RAW RECORDS:

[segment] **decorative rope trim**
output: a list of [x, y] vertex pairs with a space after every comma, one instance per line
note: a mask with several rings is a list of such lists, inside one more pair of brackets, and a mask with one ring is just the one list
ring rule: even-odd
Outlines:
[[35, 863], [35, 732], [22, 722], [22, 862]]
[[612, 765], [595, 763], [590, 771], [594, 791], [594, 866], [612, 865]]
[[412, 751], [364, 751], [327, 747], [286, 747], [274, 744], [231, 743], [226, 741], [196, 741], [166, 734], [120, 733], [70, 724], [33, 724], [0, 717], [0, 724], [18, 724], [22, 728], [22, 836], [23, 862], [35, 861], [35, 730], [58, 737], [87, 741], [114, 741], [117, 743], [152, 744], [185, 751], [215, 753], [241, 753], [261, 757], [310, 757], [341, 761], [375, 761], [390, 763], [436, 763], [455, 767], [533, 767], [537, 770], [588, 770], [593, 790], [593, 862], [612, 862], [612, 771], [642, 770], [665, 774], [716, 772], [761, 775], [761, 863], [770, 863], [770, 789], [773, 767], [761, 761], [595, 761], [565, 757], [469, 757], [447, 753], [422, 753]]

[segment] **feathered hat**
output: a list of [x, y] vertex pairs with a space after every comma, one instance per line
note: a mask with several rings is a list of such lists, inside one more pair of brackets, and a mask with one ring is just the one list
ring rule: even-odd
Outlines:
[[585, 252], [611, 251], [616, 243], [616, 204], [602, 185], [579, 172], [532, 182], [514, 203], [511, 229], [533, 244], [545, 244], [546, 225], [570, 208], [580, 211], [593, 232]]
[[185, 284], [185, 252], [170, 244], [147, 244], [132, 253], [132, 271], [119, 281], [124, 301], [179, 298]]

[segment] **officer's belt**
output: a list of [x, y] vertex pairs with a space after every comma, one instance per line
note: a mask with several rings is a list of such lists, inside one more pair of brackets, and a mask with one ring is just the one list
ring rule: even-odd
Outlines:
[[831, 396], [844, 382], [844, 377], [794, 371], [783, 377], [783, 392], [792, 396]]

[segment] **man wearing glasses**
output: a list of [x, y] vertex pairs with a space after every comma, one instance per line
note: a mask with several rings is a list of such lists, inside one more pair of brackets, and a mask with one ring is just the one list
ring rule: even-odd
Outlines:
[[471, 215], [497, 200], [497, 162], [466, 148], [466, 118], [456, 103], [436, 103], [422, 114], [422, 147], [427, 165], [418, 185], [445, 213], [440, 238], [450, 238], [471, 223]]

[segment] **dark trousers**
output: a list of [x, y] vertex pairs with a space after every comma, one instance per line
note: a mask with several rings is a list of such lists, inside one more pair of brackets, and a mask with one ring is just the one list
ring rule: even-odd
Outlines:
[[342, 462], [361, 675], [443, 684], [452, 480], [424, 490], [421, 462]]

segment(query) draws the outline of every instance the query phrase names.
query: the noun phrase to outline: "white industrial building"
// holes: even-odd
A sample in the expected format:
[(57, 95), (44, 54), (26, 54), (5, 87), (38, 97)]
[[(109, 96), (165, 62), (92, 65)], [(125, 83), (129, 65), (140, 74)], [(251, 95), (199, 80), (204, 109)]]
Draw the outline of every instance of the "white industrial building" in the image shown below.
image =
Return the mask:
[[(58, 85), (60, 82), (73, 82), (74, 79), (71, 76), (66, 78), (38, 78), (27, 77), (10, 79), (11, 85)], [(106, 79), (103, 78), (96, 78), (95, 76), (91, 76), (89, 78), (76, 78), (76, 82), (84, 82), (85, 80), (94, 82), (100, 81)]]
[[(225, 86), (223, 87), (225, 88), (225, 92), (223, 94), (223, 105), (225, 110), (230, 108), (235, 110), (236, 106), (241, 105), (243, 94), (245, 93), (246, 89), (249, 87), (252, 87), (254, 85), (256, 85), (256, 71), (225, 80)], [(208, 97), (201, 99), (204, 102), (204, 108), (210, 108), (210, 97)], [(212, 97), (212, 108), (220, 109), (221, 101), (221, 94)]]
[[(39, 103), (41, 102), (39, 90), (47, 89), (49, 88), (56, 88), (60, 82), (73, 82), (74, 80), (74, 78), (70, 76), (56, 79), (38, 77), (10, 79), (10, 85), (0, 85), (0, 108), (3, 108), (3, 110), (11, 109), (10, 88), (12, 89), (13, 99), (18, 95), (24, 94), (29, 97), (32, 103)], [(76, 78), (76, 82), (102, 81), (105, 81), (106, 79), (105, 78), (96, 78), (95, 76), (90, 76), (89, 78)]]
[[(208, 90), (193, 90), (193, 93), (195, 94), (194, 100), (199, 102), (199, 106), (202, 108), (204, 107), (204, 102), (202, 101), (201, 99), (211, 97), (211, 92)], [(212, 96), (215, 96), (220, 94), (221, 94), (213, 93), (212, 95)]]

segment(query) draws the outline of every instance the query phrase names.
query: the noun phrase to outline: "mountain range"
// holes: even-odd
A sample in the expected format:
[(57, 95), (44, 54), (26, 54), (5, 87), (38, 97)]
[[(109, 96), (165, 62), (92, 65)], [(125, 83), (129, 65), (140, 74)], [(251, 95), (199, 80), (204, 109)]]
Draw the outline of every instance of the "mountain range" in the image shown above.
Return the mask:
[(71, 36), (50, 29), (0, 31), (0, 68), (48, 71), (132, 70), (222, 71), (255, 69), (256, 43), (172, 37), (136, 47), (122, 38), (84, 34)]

INSTRUCTIONS TO FOLLOW:
Copy every record exactly as presented.

RESPONSE:
[segment] **decorative rope trim**
output: a list of [x, y] vertex pairs with a space after every comma, one instance per line
note: a mask with several rings is a list of such lists, inside one more pair of brackets, and a mask with one ring is just the one list
ring rule: even-odd
Outlines:
[[35, 863], [35, 732], [22, 722], [22, 862]]
[[612, 765], [595, 763], [590, 771], [594, 791], [594, 866], [612, 865]]
[[412, 751], [364, 751], [327, 747], [286, 747], [274, 744], [231, 743], [226, 741], [196, 741], [166, 734], [120, 733], [70, 724], [33, 724], [0, 717], [0, 724], [18, 724], [22, 728], [22, 836], [23, 862], [35, 861], [35, 730], [58, 737], [87, 741], [114, 741], [117, 743], [152, 744], [185, 751], [215, 753], [241, 753], [261, 757], [310, 757], [341, 761], [375, 761], [390, 763], [436, 763], [455, 767], [533, 767], [537, 770], [588, 770], [593, 790], [593, 862], [612, 862], [612, 771], [642, 770], [665, 774], [716, 772], [761, 775], [761, 863], [770, 863], [770, 789], [773, 767], [761, 761], [595, 761], [565, 757], [469, 757], [447, 753], [422, 753]]

[segment] **feathered hat**
output: a list of [x, y] vertex pairs with a space after every comma, one instance per line
note: a mask with several rings is a list of such lists, inside one more pair of brackets, and a mask with one ring is just the one list
ring rule: even-odd
Outlines:
[[585, 252], [611, 251], [616, 243], [616, 204], [602, 185], [579, 172], [532, 182], [514, 203], [511, 229], [533, 244], [545, 244], [546, 225], [570, 208], [580, 211], [593, 232]]
[[185, 284], [185, 252], [170, 244], [147, 244], [132, 253], [132, 271], [119, 281], [124, 301], [179, 298]]

[segment] **officer's belt**
output: a list of [x, y] vertex pairs with a space after every comma, one instance per line
note: a mask with several rings is a list of such lists, inside one more pair of brackets, and a mask with one ring is just the one list
ring rule: even-odd
Outlines:
[[831, 396], [844, 382], [844, 377], [794, 371], [783, 377], [783, 392], [792, 396]]

[segment] **man wearing glasses**
output: a list of [x, y] vertex pairs with a space after every comma, one instance per line
note: a mask with several rings is a list of such lists, inside one more pair of brackets, and a mask with one ring is just the one list
ring rule: even-odd
Outlines:
[[471, 215], [497, 200], [497, 162], [466, 148], [466, 118], [456, 103], [436, 103], [422, 114], [422, 147], [427, 165], [418, 185], [445, 213], [440, 238], [450, 238], [471, 223]]

[segment] **dark trousers**
output: a list of [x, y] vertex pairs with a space after every comma, one instance per line
note: a mask with several rings is a list of such lists, inside one more pair of brackets, and a mask with one ring is just the one list
ring rule: even-odd
Outlines:
[[342, 462], [361, 675], [443, 684], [452, 480], [424, 490], [421, 462]]

segment(query) draws the outline of every instance the query phrase names.
query: the noun phrase to outline: "white industrial building"
// holes: even-odd
A sample in the expected format:
[(57, 95), (44, 54), (26, 54), (5, 87), (38, 97)]
[[(109, 96), (165, 62), (92, 65)], [(125, 83), (129, 65), (140, 74)], [(251, 95), (199, 80), (204, 109)]]
Draw the outline of every instance of the "white industrial building" in the image shown below.
image =
Return the mask:
[[(58, 85), (60, 82), (73, 82), (74, 79), (71, 76), (66, 78), (38, 78), (27, 77), (10, 79), (11, 85)], [(106, 79), (103, 78), (96, 78), (95, 76), (91, 76), (89, 78), (76, 78), (76, 82), (84, 82), (85, 80), (94, 82), (100, 81)]]
[[(225, 86), (223, 87), (225, 88), (225, 92), (223, 94), (223, 105), (225, 110), (230, 108), (235, 110), (236, 106), (241, 105), (243, 94), (245, 93), (246, 89), (249, 87), (252, 87), (254, 85), (256, 85), (256, 71), (225, 80)], [(208, 97), (201, 99), (204, 102), (204, 108), (210, 108), (210, 97)], [(212, 97), (212, 108), (220, 109), (221, 101), (221, 94)]]
[[(39, 103), (41, 102), (39, 90), (47, 89), (49, 88), (56, 88), (60, 82), (73, 82), (74, 80), (74, 78), (70, 76), (56, 79), (38, 77), (10, 79), (10, 85), (0, 85), (0, 108), (3, 108), (3, 110), (11, 109), (10, 88), (12, 89), (13, 99), (18, 95), (24, 94), (29, 97), (32, 103)], [(76, 78), (76, 82), (102, 81), (105, 81), (106, 79), (105, 78), (96, 78), (95, 76), (90, 76), (89, 78)]]
[[(208, 90), (193, 90), (193, 93), (195, 94), (194, 100), (199, 102), (199, 106), (202, 108), (204, 107), (204, 102), (202, 101), (201, 99), (211, 97), (211, 92)], [(212, 96), (215, 96), (220, 94), (221, 94), (213, 93), (212, 95)]]

segment(query) draws the outline of every instance the query phrase names.
query: the noun phrase to outline: "mountain range"
// holes: even-odd
A sample in the expected format:
[(57, 95), (44, 54), (26, 54), (5, 87), (38, 97)]
[[(109, 96), (165, 62), (92, 65)], [(125, 83), (129, 65), (140, 74)], [(251, 95), (199, 80), (204, 109)]]
Draw the outline of every instance of the "mountain range" in the image shown above.
Return the mask:
[(71, 36), (50, 29), (0, 31), (0, 68), (48, 71), (132, 70), (222, 71), (255, 69), (256, 43), (172, 37), (136, 47), (122, 38), (84, 34)]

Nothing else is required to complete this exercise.